Work to complete:
What you return must be the data below, word for word, without any images.

Stored data:
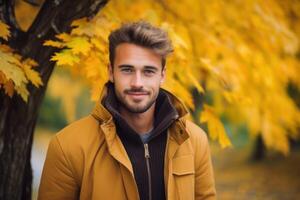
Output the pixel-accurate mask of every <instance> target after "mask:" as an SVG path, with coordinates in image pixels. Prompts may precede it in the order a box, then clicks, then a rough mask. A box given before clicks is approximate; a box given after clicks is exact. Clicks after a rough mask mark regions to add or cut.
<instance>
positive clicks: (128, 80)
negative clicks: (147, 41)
mask: <svg viewBox="0 0 300 200" xmlns="http://www.w3.org/2000/svg"><path fill="white" fill-rule="evenodd" d="M112 67H113V68H112ZM109 74H110V77H109V78H110V80H111V81H112V82H114V86H115V92H116V96H117V98H118V100H119V101H120V102H121V104H122V106H123V107H124V108H125V109H127V110H128V111H129V112H132V113H143V112H145V111H147V110H148V109H149V108H150V107H151V106H152V105H154V104H153V103H154V102H155V101H156V98H157V95H158V92H159V88H160V85H161V83H162V82H163V80H164V78H165V68H164V70H162V58H161V56H160V55H158V54H156V53H155V52H154V51H153V50H151V49H148V48H144V47H141V46H137V45H135V44H130V43H122V44H120V45H118V46H117V47H116V49H115V59H114V66H110V67H109Z"/></svg>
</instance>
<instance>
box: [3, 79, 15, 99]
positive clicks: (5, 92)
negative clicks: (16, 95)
mask: <svg viewBox="0 0 300 200" xmlns="http://www.w3.org/2000/svg"><path fill="white" fill-rule="evenodd" d="M4 91H5V93H6V94H7V95H8V96H10V97H12V95H13V94H14V83H13V81H12V80H9V81H7V82H6V83H5V84H4Z"/></svg>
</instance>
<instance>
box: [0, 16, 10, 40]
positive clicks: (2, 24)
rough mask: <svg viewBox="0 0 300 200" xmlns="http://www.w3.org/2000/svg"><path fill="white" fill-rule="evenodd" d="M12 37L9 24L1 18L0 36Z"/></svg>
mask: <svg viewBox="0 0 300 200" xmlns="http://www.w3.org/2000/svg"><path fill="white" fill-rule="evenodd" d="M9 37H10V32H9V26H8V25H6V24H5V23H3V22H2V21H1V20H0V38H3V39H4V40H8V38H9Z"/></svg>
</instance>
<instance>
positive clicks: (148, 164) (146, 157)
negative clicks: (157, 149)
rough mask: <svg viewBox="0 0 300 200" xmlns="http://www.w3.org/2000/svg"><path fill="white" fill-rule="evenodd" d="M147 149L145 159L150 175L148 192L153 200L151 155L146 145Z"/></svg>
mask: <svg viewBox="0 0 300 200" xmlns="http://www.w3.org/2000/svg"><path fill="white" fill-rule="evenodd" d="M144 148H145V158H146V165H147V173H148V190H149V200H152V187H151V170H150V153H149V148H148V144H147V143H145V144H144Z"/></svg>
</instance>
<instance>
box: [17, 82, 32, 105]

Exercise response:
Output the pixel-accurate mask of every <instance> target after "mask:" as an SVG path, with coordinates in image pixels. Prompts may precede it in the order a box, then clicks, then a rough mask. A box given before clicks is approximate; a box given after clicks is exact. Clicks after a rough mask mark regions to add or cut.
<instance>
positive clicks: (128, 80)
negative clicks: (147, 41)
mask: <svg viewBox="0 0 300 200" xmlns="http://www.w3.org/2000/svg"><path fill="white" fill-rule="evenodd" d="M112 67H113V68H112ZM109 74H110V77H109V78H110V80H111V81H112V82H114V86H115V92H116V96H117V98H118V100H119V101H120V102H121V104H122V106H123V107H124V108H125V109H127V110H128V111H129V112H132V113H143V112H145V111H147V110H148V109H149V108H150V107H151V106H152V105H154V104H153V103H154V102H155V101H156V98H157V95H158V92H159V88H160V85H161V83H162V82H163V80H164V78H165V68H164V70H162V58H161V56H160V55H158V54H156V53H155V52H154V51H153V50H151V49H148V48H144V47H141V46H137V45H135V44H130V43H122V44H120V45H118V46H117V47H116V49H115V59H114V66H110V67H109Z"/></svg>
</instance>
<instance>
box: [3, 79, 15, 99]
positive clicks: (5, 92)
negative clicks: (16, 95)
mask: <svg viewBox="0 0 300 200" xmlns="http://www.w3.org/2000/svg"><path fill="white" fill-rule="evenodd" d="M4 91H5V93H6V94H7V95H8V96H10V97H12V95H13V94H14V83H13V81H12V80H9V81H7V82H6V83H5V84H4Z"/></svg>
</instance>
<instance>
box: [0, 16, 10, 40]
positive clicks: (2, 24)
rough mask: <svg viewBox="0 0 300 200" xmlns="http://www.w3.org/2000/svg"><path fill="white" fill-rule="evenodd" d="M12 37L9 24L1 18L0 36Z"/></svg>
mask: <svg viewBox="0 0 300 200" xmlns="http://www.w3.org/2000/svg"><path fill="white" fill-rule="evenodd" d="M9 37H10V32H9V26H8V25H6V24H5V23H3V22H2V21H1V20H0V38H3V39H4V40H8V38H9Z"/></svg>
</instance>
<instance>
positive clicks: (148, 164) (146, 157)
negative clicks: (157, 149)
rough mask: <svg viewBox="0 0 300 200" xmlns="http://www.w3.org/2000/svg"><path fill="white" fill-rule="evenodd" d="M147 149L145 159L150 175L148 192L153 200L151 155L146 145Z"/></svg>
mask: <svg viewBox="0 0 300 200" xmlns="http://www.w3.org/2000/svg"><path fill="white" fill-rule="evenodd" d="M144 148H145V158H146V165H147V173H148V190H149V200H152V187H151V170H150V153H149V148H148V144H147V143H145V144H144Z"/></svg>
</instance>
<instance>
box: [17, 82, 32, 105]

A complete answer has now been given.